PROVIDED DATA:
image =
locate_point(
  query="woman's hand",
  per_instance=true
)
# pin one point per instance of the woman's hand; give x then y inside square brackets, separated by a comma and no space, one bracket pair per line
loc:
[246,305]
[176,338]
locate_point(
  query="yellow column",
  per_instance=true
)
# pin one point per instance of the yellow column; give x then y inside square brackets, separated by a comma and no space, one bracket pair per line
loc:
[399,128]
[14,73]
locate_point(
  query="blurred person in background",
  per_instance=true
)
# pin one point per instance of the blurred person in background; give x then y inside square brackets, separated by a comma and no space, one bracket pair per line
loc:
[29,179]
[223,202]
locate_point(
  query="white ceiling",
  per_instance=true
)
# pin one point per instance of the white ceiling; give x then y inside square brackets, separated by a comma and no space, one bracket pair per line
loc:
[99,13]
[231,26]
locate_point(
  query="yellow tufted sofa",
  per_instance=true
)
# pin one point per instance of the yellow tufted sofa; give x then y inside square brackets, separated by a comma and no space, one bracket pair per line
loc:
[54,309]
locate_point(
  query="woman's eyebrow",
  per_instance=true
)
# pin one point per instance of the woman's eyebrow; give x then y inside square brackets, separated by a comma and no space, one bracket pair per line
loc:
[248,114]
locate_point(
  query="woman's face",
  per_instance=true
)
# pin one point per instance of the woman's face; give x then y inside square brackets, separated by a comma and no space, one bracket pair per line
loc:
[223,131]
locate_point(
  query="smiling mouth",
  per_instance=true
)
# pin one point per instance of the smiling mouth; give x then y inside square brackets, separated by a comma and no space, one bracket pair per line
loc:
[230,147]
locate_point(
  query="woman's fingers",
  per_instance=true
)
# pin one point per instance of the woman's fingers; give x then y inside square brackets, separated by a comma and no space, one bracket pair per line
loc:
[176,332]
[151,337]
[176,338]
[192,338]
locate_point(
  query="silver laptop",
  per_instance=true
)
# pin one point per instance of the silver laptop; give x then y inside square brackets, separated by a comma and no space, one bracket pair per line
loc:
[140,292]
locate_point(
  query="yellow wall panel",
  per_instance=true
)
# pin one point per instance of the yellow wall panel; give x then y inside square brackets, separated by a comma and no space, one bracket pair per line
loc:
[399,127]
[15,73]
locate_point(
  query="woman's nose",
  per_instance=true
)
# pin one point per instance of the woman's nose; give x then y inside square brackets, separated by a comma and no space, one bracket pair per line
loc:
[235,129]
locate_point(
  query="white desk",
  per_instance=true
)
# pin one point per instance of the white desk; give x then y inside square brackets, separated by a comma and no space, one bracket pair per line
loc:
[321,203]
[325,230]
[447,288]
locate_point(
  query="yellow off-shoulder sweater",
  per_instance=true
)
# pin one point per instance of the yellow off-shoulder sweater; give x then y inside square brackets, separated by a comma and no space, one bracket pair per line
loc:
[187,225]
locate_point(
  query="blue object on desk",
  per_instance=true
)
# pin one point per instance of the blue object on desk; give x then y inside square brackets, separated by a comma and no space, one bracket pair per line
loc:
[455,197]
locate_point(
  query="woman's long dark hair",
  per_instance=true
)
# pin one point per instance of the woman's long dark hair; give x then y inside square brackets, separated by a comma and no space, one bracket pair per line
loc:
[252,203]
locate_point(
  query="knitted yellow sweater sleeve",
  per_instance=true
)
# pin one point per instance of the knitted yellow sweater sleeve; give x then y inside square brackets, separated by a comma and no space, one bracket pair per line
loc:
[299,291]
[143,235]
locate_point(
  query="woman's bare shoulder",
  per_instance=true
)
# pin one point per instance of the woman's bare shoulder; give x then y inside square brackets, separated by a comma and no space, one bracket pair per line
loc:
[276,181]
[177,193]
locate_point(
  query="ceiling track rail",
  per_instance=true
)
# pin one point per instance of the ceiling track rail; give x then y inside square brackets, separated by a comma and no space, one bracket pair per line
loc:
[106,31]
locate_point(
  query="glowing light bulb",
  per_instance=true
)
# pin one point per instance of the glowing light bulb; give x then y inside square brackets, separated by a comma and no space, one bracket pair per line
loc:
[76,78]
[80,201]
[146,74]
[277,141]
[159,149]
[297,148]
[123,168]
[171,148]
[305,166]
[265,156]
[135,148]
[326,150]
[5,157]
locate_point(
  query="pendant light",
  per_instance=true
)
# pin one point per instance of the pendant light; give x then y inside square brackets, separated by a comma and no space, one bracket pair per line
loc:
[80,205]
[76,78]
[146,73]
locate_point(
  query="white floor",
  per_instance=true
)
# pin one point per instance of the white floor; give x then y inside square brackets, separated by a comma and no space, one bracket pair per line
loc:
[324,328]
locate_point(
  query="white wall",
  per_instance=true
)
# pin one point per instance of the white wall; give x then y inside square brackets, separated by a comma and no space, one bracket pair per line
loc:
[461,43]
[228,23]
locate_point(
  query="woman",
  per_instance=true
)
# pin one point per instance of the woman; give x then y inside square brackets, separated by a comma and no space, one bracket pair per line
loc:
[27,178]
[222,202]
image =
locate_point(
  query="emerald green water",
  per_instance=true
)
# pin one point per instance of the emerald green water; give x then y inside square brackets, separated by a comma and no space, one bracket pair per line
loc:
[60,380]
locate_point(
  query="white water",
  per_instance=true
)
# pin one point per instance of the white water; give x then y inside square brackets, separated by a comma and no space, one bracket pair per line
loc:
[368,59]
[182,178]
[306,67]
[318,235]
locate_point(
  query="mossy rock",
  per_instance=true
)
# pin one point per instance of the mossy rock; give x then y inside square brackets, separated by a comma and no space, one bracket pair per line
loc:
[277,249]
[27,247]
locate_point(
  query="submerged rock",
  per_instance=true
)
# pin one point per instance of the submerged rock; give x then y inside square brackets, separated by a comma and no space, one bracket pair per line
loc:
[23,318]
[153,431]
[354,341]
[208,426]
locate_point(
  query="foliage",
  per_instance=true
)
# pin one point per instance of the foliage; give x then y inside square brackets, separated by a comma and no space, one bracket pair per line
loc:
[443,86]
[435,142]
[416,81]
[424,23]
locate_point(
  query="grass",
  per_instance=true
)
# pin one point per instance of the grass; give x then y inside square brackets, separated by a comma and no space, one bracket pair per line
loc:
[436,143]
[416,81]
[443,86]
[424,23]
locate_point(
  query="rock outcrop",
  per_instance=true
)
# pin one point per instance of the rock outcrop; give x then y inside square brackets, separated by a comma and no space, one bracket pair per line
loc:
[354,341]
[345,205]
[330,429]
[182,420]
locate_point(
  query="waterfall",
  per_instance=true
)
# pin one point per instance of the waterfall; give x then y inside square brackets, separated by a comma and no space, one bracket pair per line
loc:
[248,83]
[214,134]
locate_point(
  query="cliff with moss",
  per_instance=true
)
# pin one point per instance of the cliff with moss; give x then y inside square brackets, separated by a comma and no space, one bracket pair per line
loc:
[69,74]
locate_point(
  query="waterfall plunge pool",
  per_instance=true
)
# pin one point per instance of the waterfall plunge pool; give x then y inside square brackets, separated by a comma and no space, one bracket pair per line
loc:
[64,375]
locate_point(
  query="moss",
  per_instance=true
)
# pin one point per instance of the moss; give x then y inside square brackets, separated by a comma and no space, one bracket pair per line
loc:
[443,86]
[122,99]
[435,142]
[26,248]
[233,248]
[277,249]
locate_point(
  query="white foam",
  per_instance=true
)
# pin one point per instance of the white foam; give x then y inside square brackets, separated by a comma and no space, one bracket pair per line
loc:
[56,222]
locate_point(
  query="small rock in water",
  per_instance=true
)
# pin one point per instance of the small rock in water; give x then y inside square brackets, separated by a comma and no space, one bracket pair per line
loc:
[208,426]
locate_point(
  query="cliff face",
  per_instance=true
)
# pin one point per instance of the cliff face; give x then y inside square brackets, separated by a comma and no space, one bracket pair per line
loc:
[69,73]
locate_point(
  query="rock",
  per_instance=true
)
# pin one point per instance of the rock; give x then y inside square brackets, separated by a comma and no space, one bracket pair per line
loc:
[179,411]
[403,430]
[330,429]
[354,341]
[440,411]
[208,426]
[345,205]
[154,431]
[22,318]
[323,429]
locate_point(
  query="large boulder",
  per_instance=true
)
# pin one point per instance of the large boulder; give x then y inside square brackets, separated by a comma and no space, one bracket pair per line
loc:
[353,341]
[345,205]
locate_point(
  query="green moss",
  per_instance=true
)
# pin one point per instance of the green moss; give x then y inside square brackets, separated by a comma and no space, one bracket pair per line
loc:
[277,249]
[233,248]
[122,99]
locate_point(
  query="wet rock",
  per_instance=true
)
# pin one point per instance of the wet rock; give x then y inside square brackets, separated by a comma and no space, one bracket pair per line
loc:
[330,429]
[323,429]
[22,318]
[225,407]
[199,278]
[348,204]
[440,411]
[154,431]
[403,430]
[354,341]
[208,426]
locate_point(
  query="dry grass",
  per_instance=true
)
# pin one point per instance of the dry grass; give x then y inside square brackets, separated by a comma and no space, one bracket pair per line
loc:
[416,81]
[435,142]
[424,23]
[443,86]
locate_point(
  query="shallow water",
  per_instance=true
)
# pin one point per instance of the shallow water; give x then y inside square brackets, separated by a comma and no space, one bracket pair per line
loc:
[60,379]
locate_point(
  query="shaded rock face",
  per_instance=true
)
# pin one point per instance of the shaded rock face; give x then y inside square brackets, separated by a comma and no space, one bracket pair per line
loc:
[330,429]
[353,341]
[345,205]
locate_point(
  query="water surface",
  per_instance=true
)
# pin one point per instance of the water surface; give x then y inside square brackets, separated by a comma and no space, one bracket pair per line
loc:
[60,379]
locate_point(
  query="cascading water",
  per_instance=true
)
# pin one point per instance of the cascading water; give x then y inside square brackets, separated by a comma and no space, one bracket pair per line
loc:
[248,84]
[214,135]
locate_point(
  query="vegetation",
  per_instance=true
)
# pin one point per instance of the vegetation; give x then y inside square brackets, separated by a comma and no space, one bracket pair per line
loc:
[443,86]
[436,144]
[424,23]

==

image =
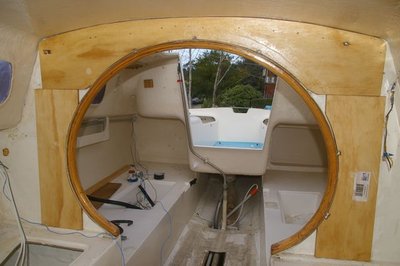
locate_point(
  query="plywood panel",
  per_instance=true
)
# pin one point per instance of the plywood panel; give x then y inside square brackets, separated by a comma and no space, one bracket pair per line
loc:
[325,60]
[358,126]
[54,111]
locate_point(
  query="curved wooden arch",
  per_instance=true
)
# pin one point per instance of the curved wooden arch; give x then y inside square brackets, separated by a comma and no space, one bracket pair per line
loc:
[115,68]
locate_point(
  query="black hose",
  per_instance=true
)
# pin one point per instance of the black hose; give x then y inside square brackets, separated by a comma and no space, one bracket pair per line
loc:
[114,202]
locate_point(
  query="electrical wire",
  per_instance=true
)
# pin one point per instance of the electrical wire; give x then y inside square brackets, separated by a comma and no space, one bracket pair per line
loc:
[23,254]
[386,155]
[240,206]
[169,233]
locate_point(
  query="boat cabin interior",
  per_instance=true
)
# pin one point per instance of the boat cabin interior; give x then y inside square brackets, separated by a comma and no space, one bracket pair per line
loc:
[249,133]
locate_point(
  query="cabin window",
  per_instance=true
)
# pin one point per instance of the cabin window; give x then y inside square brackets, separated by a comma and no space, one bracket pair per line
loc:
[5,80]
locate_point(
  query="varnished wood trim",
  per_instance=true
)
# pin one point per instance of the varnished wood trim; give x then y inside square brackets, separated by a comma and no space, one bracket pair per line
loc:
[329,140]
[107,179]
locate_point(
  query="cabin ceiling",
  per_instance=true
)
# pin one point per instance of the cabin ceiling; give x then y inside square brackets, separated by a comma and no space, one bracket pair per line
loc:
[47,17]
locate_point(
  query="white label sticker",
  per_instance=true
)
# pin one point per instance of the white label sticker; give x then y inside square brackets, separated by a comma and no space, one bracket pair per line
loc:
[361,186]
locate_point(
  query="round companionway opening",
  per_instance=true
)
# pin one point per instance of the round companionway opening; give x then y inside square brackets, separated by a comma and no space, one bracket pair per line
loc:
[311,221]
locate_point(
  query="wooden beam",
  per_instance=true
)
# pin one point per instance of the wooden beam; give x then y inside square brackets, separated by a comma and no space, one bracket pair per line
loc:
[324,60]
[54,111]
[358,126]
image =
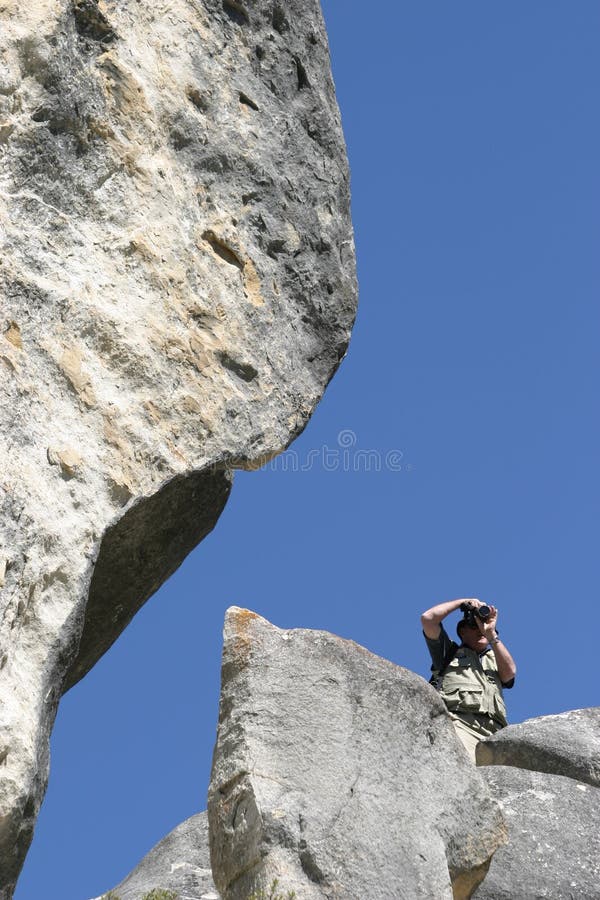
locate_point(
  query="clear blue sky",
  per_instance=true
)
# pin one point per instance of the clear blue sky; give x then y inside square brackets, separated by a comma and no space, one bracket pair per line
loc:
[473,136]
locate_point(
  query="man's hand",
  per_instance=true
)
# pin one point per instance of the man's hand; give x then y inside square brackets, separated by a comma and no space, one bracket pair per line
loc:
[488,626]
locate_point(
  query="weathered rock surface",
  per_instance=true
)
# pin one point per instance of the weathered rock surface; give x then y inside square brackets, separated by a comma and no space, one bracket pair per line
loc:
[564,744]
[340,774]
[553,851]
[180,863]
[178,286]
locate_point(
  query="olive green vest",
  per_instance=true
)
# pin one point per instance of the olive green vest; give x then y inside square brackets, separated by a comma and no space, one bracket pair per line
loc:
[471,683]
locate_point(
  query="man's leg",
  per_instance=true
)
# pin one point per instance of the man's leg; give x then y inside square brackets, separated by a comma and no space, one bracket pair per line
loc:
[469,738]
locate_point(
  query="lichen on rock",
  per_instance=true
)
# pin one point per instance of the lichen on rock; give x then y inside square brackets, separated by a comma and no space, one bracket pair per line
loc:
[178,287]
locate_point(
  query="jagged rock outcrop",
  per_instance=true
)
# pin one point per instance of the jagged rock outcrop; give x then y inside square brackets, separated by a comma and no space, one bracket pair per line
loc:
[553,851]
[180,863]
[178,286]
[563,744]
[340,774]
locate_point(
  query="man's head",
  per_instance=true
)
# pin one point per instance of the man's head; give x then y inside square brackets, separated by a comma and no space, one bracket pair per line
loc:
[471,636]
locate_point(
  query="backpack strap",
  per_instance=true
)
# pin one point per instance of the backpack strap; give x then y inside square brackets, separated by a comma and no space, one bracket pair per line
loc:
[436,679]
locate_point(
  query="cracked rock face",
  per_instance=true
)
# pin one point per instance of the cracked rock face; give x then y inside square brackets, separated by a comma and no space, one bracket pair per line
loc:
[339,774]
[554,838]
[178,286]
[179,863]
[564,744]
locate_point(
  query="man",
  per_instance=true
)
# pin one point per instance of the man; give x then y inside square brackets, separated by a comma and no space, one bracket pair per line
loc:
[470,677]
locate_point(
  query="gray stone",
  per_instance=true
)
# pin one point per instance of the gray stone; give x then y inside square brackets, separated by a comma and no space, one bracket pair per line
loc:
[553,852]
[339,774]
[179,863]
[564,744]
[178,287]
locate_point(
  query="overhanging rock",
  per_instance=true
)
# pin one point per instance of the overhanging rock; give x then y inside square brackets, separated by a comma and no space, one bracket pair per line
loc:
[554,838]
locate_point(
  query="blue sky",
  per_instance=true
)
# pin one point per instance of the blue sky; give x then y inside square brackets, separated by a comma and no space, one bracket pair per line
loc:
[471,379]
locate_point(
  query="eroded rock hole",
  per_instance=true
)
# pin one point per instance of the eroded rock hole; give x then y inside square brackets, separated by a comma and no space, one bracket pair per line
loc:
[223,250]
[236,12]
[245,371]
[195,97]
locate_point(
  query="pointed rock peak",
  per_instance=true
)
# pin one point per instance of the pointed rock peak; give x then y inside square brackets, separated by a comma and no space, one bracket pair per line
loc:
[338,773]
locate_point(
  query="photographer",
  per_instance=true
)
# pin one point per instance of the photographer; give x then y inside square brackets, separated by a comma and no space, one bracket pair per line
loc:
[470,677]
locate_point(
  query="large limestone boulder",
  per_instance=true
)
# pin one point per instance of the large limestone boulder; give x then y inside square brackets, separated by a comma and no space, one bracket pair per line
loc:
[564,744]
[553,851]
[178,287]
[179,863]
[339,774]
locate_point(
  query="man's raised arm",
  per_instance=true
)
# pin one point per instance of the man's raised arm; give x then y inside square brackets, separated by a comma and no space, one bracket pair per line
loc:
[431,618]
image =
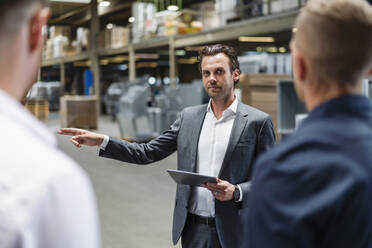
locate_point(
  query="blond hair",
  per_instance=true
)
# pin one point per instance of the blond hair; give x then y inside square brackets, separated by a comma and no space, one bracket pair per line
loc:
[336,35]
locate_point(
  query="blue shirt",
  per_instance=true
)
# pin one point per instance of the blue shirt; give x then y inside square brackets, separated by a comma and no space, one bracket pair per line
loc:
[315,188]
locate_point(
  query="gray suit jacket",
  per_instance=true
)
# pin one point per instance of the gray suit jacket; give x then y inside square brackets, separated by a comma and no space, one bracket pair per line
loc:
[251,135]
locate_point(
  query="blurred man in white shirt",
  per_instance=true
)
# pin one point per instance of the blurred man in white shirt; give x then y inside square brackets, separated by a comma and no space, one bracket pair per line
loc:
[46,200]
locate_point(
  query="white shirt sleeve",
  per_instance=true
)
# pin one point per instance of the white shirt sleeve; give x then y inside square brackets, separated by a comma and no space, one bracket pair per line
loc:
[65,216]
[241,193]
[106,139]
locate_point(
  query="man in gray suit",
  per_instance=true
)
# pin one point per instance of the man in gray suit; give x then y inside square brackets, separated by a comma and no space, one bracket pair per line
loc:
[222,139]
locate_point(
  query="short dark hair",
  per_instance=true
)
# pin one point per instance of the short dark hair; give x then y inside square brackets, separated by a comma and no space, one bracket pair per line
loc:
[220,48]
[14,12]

WHAT YOU HAVE TO DO: Please show each line above that contains the string "weathered". Case counts.

FINISHED TASK:
  query="weathered rock surface",
# pin one point per instance of the weathered rock surface; give x then y inside square brackets, separated by a comma and no space, one bracket pair per line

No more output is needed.